TASK GOAL ▸ The records below are to be copied word for word, with every picture left out.

DATA SHOWN ▸
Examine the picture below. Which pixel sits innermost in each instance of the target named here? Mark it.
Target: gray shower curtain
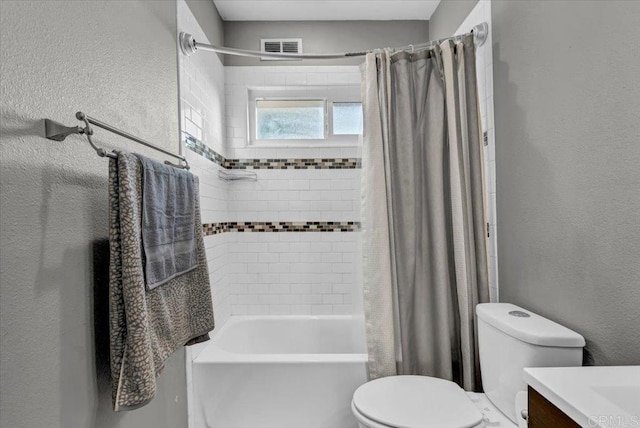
(425, 259)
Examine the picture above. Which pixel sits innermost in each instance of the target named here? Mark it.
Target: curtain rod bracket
(480, 33)
(187, 44)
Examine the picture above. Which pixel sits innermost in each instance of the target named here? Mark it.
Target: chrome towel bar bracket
(58, 132)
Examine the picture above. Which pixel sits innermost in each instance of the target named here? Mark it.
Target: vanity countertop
(597, 396)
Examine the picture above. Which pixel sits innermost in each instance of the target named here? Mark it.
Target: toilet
(509, 338)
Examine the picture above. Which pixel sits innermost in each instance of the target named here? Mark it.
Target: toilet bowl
(509, 338)
(423, 402)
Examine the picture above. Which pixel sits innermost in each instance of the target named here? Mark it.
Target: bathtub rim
(214, 354)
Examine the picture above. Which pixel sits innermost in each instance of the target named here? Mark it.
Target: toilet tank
(510, 339)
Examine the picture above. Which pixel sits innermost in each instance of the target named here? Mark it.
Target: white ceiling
(324, 10)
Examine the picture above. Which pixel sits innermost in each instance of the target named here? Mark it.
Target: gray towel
(168, 234)
(147, 326)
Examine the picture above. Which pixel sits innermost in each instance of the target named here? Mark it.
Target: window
(311, 116)
(290, 119)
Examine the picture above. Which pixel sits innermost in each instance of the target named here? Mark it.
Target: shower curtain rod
(189, 46)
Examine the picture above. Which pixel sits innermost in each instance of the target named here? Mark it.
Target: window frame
(328, 94)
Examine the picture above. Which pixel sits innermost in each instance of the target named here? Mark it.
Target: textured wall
(116, 60)
(568, 175)
(448, 16)
(322, 37)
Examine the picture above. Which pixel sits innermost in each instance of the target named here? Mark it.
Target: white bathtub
(280, 372)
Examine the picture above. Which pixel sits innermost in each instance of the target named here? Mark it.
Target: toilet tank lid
(524, 325)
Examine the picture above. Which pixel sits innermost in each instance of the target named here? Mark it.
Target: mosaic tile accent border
(320, 163)
(203, 150)
(281, 226)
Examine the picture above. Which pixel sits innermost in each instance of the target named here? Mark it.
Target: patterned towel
(147, 326)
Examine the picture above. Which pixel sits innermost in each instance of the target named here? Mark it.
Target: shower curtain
(423, 220)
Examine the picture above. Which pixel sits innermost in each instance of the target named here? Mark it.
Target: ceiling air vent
(288, 46)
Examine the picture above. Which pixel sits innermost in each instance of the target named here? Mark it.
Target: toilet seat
(414, 402)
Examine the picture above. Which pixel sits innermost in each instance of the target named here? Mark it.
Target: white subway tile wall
(484, 67)
(293, 273)
(297, 195)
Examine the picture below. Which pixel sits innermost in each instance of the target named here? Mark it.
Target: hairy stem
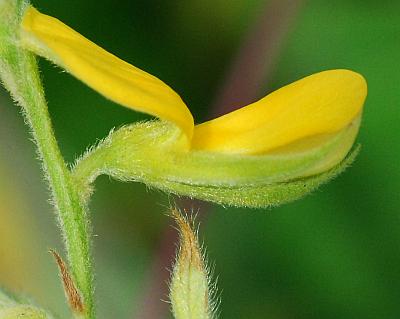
(20, 75)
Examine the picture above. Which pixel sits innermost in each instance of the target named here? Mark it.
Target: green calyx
(152, 153)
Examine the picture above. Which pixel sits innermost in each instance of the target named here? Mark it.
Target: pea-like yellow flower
(288, 138)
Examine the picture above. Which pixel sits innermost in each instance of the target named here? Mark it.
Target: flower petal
(114, 78)
(321, 103)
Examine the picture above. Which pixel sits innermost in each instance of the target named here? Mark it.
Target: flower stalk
(20, 75)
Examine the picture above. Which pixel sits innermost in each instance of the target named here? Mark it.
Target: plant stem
(20, 75)
(72, 213)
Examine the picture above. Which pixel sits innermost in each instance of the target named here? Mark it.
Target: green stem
(20, 75)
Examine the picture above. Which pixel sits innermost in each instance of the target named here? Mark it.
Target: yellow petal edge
(319, 104)
(114, 78)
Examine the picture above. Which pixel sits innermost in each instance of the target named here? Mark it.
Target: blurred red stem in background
(252, 66)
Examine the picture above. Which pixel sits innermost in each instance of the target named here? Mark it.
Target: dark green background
(334, 254)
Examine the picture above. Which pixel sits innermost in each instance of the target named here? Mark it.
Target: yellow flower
(322, 103)
(301, 130)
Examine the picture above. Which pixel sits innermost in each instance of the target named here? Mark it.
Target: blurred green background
(334, 254)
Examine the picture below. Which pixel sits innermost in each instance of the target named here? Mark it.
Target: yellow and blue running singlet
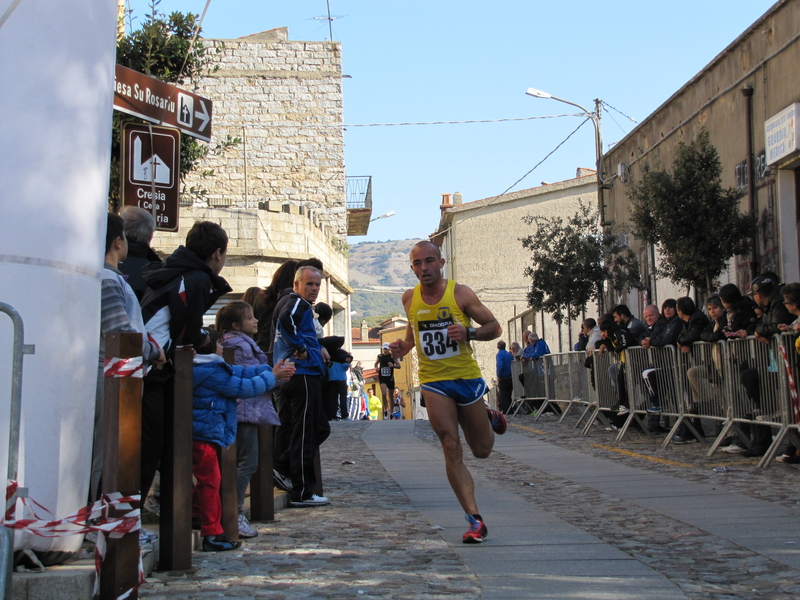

EXERCISE SOLUTION ▸
Examine the picture below. Which pixel sits innermost in each instance of the target named here? Mark it.
Target: gray shower curtain
(425, 259)
Examine the picture above. Which pixel sits innermost in each instance of the target named here? Mark it.
Target: curtain rod bracket
(480, 33)
(187, 44)
Examine the picture above. Which pixel sits innermost in each instance of the target named here? Mark it.
Target: chrome towel bar bracket
(58, 132)
Examine the picture above. Which pixel sits innermost in each instance of the target named here? Mark it.
Target: vanity countertop
(597, 396)
Examine the picture above. Which pixel sits innermost in each instance of the target named here? Mark it.
Target: toilet
(509, 338)
Examine the picture above. Which pixel sits innermost in each instance of the target named here? Mark it.
Target: toilet bowl
(509, 338)
(423, 402)
Examine the picture above. Which pixel sits innermost in each instance of the target named here? Mark it.
Target: bathtub rim
(214, 354)
Examine the picture above. Which pixel sits innermost in each instance of the target named here? Mark it.
Target: toilet tank
(510, 339)
Examine the picture above. Which pixel sits innermost in each instance of the target named here? Mark it.
Target: white ceiling
(324, 10)
Examine the picture above. Which pixel sits innermost in each instance of the target named here? Mark it.
Target: gray towel
(168, 234)
(147, 326)
Examine the picture above. Which pixel sits innermost in each instance of the target named here? Mark it.
Target: window
(311, 116)
(290, 119)
Examine the picture above. Which pixel sits innermost in each instance of the target named here? Mark it.
Target: shower curtain rod
(189, 46)
Examine the picture above. Which pixel sits innermost in each instance of the target named here? Mark it.
Target: window frame
(328, 94)
Examine the picture above. Which pixel sits innermost in each instance of the target named here? Mark it.
Target: textured wall
(116, 60)
(568, 175)
(448, 16)
(322, 37)
Examine the picture above. Which pixel sits innermost in each instance of the target named here? Mark it.
Target: white bathtub
(280, 372)
Examine the picture above. Which pixel sits innermost in each instance of the target named here? Mark it.
Target: toilet tank lid
(524, 325)
Examine the picture above. Which pixel sits innermost in each instance of the target named here? Mark it.
Target: mosaic tile accent border
(320, 163)
(203, 150)
(281, 226)
Examine the picture above. Which pixel sits innermost in each instance of the target named here? Mark it.
Target: patterned towel
(147, 326)
Examine the picture above. Which pixel sits innermost in each instance of the target named here? Mark it.
Target: shower curtain
(423, 220)
Examine the picture above. Which pixel sits innermost in each instance of the target named here? Mark it.
Target: ceiling air vent
(288, 46)
Examine the picture above. Which pixel sits innermost in each instance of the target named here? Mark it.
Target: toilet seat
(414, 402)
Examine the picture above. Which pixel sits innermost in each instance of the target named here? Mark it.
Target: white subway tile wall
(484, 67)
(293, 273)
(297, 195)
Examine the picture below. Which pixel sits innermost in each instance of the target named here? Mark it.
Target: hairy stem
(20, 75)
Examine the picture above. Which pixel sits innermost in each instance of the target named here? Mark it.
Target: green calyx
(152, 153)
Examine the picture above. Which pixel sits innermost in each instance of the target named here? Mark it.
Target: pea-like yellow flower
(288, 138)
Examine the picture above. Which pixel sits innermost in each instance of the target named here? Mark it.
Target: flower petal
(114, 78)
(321, 103)
Examine the picture above. Which pixel sits innermost in each instance of the target named here? Mark it.
Target: flower stalk
(20, 75)
Examine the picture above. Which pixel sits innermost in each instance of the target named here? Mark it.
Target: plant stem
(20, 75)
(72, 213)
Examine the picture above. Which pixel sits innermost in each instance of the target named here? Mark it.
Target: green stem
(20, 75)
Examine the picture above. Which pixel sits innermost in each instance of the target named here? Mark it.
Target: yellow petal edge
(319, 104)
(114, 78)
Examine the picture above. Which pixel sits innermost in each instance of the target named here? Mark it.
Target: blurred red stem in background
(252, 66)
Examine the picture above. Which pixel sits innermost in each instance of the target named here? Mark it.
Target: dark green background
(334, 254)
Examine the picture above. Which pixel sits innermost in each instance of the target named here? Mark it.
Target: yellow flower
(322, 103)
(301, 130)
Examine the picture above. Which pixel sits innermost in each instance of the target named here? Mark it.
Target: blurred green background
(334, 254)
Examine the picture below. Which pixel sits innermost in each instance of the target named here? Mark it.
Target: yellow and blue running singlet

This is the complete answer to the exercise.